Pour les législatives de 1988, le président socialiste cherche des têtes nouvelles parmi "des personnalités non issues de la classe politique". Il lui donne sa chance à Marseille, où le Front national a fait un score record au premier tour de la présidentielle.

Imposé par le sommet de l’Etat, le parachutage de l’homme d’affaires fait grincer bien des dents parmi les socialistes marseillais.

Bernard Tapie n'obtient pas le point de chute souhaité. Il atterrit dans la 6e circonscription des Bouches-du-Rhône, réputée imprenable. Il se retrouve opposé à un ténor de la droite locale, l'UDF Guy Teissier. Ce dernier l’emporte par 84 voix, mais l’élection est invalidée par le Conseil constitutionnel. 

A la partielle de janvier 1989, le PS local se range derrière le protégé de l'Elysée. Ce n'est pas de gaieté de coeur. Mais si Tapie perd, c’est la mairie qui risque d'échapper à la gauche en mars. Cette fois, Bernard Tapie gagne. Il fait son entrée à l’Assemblée.

Ministre éphémère

Pierre Bérégovoy se lie avec Bernard Tapie au début des années 80, quand le "sauveur d’entreprises" vole au secours de la société Ski Look installée à Nevers, ville dont Pierre Bérégovoy est le maire.

En avril 1992, ce dernier voit en lui un "sauveur des banlieues", il propose son nom au président, contre l’avis d’une majorité de dirigeants socialistes. A 49 ans, Bernard Tapie, auréolé de ses succès footballistiques devient ministre de la Ville.

Débarqué un mois plus tard pour cause de démêlés judiciaires dans l’affaire Toshiba, puis réintégré après un non-lieu, Bernard Tapie reste, en tout, moins de cinq mois au gouvernement.

Il compte parmi les ministres les plus éphémères de la Ve République.

Ennemi juré de Jean-Marie Le Pen ​

Bernard Tapie se lance à la conquête de la région Provence Alpes Côte d'Azur à la tête de la liste de gauche Energie Sud.

Considéré comme un arriviste par certains socialistes locaux, vu comme un imposteur par d’autres, la candidat s’impose à tous quand il s’agit d’aller à l’affrontement avec Jean-Marie Le Pen, qui séduit déjà 14 % des électeurs en cette année 1992.

"Tout ce qui est bon pour l'OM est bon pour le PS", déclarait alors Pierre Mauroy, premier secrétaire du Parti socialiste.

La campagne électorale est extrêment tendue. Tapie s'en prend aux électeurs du Front national qu'il qualifie de "salauds".

Mais le novice en politique ne convainc pas. Il finit troisième du scrutin, avec un peu plus de 22 % des suffrages, permettant tout juste à la gauche de limiter les dégâts.

Adversaire de Robert Vigouroux​

"Jamais Bernard Tapie ne sera maire de Marseille", claironne Robert Vigouroux quand il lance sa campagne pour les élections municipales de 1995. 

"Il désire être président de la République, mais je ne suis quand même pas son escalier", dira Robert Vigouroux.

Consigne ::
Relevez, dans l'ordre de leur première apparition, toutes les personnes désignées par leur nom dans l'extrait consacré au parcours politique de Bernard Tapie.

Données extraites ::
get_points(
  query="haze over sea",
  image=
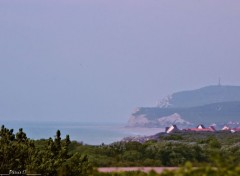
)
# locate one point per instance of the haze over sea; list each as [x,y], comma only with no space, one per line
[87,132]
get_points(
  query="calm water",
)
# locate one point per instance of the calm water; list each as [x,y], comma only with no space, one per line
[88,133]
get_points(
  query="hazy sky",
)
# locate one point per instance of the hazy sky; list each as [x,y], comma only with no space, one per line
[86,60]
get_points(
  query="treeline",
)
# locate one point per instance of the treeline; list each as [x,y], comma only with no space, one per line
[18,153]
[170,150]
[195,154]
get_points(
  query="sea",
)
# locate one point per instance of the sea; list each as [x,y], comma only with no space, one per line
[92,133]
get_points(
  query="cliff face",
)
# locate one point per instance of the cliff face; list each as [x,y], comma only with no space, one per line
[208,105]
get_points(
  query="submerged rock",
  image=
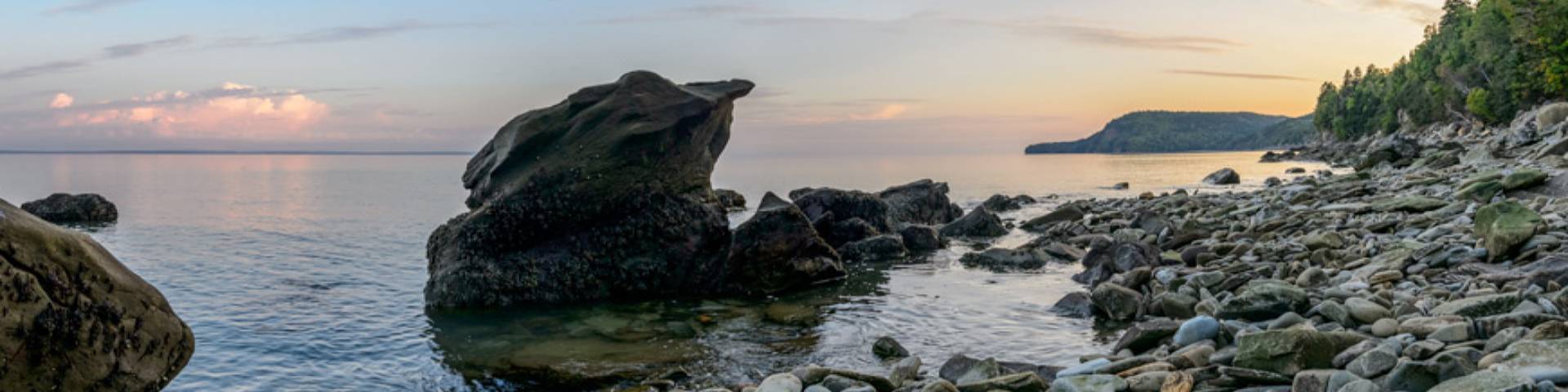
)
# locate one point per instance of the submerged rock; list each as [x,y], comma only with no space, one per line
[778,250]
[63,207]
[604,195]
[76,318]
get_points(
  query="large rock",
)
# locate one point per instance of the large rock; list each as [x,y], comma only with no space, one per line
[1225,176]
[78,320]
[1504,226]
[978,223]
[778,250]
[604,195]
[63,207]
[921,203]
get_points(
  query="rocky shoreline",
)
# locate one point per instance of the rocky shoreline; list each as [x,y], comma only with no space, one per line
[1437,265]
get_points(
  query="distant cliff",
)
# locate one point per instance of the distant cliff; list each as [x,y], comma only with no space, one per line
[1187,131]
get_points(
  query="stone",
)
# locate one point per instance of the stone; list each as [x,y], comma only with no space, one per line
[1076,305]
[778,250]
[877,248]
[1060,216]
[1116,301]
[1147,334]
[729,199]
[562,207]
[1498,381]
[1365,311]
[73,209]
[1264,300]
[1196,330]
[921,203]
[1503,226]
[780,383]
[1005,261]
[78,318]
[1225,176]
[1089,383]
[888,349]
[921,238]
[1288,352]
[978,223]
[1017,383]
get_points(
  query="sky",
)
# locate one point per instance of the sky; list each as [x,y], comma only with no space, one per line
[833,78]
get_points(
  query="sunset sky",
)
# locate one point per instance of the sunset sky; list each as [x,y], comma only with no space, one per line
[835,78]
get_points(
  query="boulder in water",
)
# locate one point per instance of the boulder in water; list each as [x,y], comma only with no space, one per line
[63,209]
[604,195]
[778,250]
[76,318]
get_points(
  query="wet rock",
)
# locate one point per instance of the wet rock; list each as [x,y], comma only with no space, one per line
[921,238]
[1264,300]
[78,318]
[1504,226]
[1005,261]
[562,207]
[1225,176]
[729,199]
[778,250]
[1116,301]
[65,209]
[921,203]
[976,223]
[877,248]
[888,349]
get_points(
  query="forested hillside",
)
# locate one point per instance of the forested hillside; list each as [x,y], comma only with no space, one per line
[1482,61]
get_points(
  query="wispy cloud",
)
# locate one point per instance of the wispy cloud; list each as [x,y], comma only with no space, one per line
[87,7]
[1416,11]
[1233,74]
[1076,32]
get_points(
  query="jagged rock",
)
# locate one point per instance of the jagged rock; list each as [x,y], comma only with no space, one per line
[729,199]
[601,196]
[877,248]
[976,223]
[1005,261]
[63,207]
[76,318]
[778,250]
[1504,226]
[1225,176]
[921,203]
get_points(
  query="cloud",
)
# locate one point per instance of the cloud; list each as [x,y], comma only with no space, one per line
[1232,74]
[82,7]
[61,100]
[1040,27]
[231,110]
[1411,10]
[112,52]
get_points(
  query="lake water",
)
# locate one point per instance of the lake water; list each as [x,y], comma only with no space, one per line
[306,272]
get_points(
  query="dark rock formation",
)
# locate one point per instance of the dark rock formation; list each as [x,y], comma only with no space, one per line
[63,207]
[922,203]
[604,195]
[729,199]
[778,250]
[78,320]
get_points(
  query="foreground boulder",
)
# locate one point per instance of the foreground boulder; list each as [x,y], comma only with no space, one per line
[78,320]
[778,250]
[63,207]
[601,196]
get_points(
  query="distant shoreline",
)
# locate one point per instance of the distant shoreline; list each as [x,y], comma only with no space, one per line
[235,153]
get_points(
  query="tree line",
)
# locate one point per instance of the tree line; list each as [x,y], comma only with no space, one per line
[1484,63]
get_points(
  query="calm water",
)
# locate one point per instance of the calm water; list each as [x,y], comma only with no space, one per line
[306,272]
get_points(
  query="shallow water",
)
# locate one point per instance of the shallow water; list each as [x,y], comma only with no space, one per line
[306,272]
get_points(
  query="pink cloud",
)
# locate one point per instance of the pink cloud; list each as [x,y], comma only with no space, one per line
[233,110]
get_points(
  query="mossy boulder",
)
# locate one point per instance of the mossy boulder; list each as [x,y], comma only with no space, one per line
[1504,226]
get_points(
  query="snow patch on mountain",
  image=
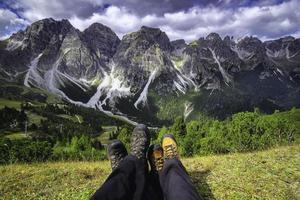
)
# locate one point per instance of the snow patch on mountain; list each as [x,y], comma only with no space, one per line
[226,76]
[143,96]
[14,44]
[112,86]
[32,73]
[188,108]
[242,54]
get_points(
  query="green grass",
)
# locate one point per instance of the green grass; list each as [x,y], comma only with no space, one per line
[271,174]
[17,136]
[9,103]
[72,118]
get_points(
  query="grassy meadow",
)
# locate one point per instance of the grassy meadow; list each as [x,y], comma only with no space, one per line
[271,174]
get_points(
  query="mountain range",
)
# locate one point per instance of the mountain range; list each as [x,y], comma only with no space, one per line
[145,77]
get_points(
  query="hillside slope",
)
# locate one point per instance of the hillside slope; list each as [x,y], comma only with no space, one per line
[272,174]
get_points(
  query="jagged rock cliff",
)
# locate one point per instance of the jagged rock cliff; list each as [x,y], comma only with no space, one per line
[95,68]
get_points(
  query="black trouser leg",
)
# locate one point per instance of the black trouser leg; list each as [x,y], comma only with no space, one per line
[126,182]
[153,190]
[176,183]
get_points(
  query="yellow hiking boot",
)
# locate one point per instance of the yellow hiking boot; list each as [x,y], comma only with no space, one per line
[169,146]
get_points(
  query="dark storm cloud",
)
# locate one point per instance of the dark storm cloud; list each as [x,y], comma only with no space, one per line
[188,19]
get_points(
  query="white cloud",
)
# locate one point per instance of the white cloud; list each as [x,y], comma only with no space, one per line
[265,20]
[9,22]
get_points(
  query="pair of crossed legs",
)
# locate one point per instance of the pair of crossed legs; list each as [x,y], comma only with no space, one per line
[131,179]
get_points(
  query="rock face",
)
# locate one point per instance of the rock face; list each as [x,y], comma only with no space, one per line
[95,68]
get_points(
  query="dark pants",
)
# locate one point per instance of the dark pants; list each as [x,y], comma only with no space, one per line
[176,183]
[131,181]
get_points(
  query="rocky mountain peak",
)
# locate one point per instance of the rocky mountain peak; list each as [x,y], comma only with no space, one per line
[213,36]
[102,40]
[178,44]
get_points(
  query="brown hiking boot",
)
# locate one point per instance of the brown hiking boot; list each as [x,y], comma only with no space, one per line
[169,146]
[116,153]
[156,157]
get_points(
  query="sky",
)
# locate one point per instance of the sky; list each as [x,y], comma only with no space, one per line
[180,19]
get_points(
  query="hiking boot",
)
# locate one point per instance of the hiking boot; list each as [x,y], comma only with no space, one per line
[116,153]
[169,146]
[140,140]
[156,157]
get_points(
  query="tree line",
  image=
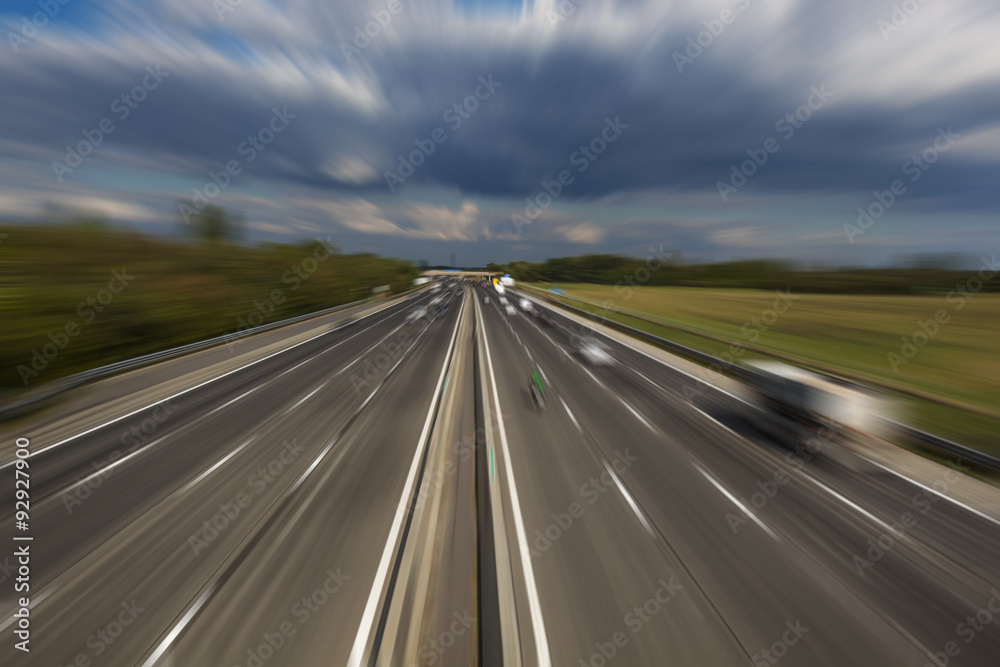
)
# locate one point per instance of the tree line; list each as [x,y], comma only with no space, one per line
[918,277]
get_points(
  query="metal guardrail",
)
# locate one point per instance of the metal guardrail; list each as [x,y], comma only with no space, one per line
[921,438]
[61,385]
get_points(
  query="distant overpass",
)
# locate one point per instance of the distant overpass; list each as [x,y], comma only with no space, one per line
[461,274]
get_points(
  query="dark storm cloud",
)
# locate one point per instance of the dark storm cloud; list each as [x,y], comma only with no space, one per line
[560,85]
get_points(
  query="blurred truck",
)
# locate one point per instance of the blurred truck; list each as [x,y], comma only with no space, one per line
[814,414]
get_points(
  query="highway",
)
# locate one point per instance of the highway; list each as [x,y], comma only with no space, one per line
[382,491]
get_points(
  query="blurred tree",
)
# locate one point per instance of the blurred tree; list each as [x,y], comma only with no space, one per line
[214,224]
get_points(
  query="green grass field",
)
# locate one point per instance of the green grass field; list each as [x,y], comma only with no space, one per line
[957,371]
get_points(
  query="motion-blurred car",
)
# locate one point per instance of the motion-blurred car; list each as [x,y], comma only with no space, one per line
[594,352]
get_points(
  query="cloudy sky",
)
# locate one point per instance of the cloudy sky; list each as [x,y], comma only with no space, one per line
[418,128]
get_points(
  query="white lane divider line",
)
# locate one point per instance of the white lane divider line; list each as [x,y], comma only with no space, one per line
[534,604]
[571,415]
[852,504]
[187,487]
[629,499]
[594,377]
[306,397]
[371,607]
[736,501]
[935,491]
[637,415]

Résultat ci-dessous ::
- Bernard Tapie
- Guy Teissier
- Pierre Bérégovoy
- Jean-Marie Le Pen
- Pierre Mauroy
- Robert Vigouroux